==== Data in this exercise ====

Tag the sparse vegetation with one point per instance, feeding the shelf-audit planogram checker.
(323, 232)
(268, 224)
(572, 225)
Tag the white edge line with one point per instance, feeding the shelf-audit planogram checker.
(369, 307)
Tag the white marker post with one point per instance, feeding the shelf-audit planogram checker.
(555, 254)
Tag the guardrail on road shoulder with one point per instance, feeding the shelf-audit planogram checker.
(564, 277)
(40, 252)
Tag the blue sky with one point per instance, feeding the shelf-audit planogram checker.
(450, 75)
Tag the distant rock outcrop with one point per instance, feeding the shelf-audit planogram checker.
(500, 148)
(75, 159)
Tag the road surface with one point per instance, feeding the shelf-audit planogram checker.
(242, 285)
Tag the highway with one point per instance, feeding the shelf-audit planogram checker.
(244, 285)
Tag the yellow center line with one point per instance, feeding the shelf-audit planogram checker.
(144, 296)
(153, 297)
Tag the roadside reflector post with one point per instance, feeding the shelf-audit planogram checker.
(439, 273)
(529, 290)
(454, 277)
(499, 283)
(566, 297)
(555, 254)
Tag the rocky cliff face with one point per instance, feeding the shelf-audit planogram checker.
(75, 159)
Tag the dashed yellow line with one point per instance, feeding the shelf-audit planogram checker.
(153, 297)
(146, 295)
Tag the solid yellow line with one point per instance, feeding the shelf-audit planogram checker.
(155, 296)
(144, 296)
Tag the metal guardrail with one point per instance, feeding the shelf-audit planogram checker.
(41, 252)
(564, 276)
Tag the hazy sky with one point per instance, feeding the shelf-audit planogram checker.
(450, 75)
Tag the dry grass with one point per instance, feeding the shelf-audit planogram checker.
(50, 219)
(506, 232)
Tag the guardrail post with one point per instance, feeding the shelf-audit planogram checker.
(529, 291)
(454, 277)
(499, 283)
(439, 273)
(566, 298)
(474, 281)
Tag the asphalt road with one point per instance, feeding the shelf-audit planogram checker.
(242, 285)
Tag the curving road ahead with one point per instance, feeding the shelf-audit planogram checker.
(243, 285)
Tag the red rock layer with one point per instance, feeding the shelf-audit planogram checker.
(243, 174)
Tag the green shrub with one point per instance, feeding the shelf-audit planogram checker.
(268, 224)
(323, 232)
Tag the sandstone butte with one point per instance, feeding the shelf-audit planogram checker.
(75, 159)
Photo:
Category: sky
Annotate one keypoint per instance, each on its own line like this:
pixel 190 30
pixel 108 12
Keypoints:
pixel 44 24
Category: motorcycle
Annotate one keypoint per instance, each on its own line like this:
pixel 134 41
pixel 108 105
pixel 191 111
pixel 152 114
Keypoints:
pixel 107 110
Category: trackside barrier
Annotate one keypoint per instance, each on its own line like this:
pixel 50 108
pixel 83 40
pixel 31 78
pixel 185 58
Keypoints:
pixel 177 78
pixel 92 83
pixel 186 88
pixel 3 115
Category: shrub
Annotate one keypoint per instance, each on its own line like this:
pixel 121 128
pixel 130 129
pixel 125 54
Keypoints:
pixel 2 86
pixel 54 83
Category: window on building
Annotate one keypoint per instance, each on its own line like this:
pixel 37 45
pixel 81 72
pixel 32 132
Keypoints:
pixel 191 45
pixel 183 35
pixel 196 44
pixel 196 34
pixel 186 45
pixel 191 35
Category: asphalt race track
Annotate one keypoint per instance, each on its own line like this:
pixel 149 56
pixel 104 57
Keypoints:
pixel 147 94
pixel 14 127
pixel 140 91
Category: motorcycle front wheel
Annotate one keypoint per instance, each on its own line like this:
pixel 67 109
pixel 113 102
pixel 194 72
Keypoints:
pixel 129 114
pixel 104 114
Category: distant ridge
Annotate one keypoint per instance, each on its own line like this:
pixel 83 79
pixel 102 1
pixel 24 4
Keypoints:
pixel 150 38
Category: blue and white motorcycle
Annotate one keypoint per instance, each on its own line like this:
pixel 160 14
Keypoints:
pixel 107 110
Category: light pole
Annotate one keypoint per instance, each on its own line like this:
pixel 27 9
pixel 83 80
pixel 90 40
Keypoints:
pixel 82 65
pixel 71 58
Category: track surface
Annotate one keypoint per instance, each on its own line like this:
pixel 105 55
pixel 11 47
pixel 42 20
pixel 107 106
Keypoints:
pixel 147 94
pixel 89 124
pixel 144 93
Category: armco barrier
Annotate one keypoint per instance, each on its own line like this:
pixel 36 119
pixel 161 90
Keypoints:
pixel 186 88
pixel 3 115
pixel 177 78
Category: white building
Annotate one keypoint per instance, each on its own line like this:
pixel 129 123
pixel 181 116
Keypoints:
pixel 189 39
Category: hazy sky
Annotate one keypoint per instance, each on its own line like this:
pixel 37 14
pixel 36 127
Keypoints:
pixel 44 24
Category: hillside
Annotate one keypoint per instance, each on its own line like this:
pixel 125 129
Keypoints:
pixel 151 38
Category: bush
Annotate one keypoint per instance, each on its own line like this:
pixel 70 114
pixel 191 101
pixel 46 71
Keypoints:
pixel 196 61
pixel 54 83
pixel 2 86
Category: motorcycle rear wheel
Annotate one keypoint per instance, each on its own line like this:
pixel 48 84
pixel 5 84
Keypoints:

====

● Exercise aim
Copy out the lines of the records above word for word, starting with the line that contains "Tag the hazy" and going on through the line that contains "pixel 191 35", with both of those lines included.

● Solution
Tag the hazy sky with one point per instance, feeding the shelf-audit planogram checker.
(450, 75)
Tag the dry grass with one point per instance, feeding the shelf-audit planogram checker.
(50, 219)
(506, 232)
Tag the guardrail post with one point per instance, feeding the shelf-audit planogram checker.
(529, 291)
(454, 277)
(499, 283)
(439, 273)
(566, 298)
(474, 281)
Tag the asphalt road with one point per instance, feeding the shelf-audit planogram checker.
(242, 285)
Tag the curving road ahead with one point per instance, feeding the shelf-audit planogram checker.
(243, 285)
Tag the red rock layer with one point per instance, feeding the shelf-audit planogram checker.
(243, 174)
Tag the green shrub with one point per instance, feeding the shelf-audit planogram checker.
(268, 224)
(323, 232)
Tag the sandstone butte with one point per instance, feeding the shelf-audit planogram checker.
(75, 159)
Photo:
Category: sky
Annotate one keypoint per instance, each on its own line like this:
pixel 190 30
pixel 108 12
Keypoints:
pixel 44 24
Category: motorcycle
Annotate one keypoint per instance, each on its own line like this:
pixel 134 41
pixel 108 105
pixel 191 111
pixel 152 114
Keypoints:
pixel 107 110
Category: trackside barrier
Annotate one keypoint per instance, each on its own line like this:
pixel 50 108
pixel 83 40
pixel 31 78
pixel 185 58
Keypoints:
pixel 177 78
pixel 92 83
pixel 186 88
pixel 3 115
Category: shrub
Annotate one keypoint per instance, each on its own line like this:
pixel 121 128
pixel 130 129
pixel 125 54
Keypoints:
pixel 2 86
pixel 54 83
Category: window on building
Annotate one keypoint per instance, each on its own line like this:
pixel 37 45
pixel 81 72
pixel 32 132
Keypoints:
pixel 191 45
pixel 183 35
pixel 196 44
pixel 196 34
pixel 186 45
pixel 191 35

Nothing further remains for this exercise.